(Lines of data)
-----

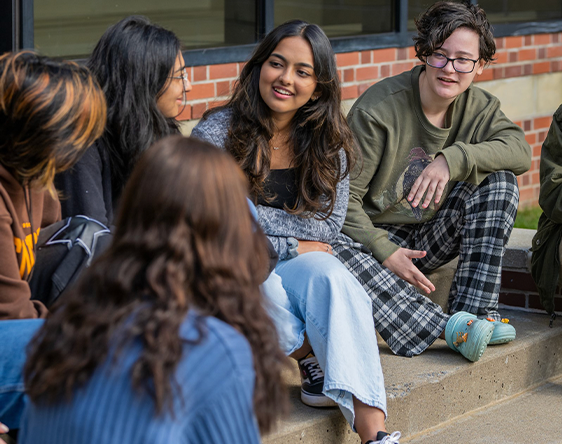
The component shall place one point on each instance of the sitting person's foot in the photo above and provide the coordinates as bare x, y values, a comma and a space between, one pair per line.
386, 438
503, 333
312, 383
468, 335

-----

**Work to complete:** Change "sitting" to "seated" throughout the data above, keeping everything else the same. Leave the pictures out of your answer.

**Expected output:**
The component shall place one point on each instance of the seated person's foot in the photo above and provide the coordinates as bare x, y values, a comma and a space between, one pair per line.
386, 438
503, 333
312, 383
468, 335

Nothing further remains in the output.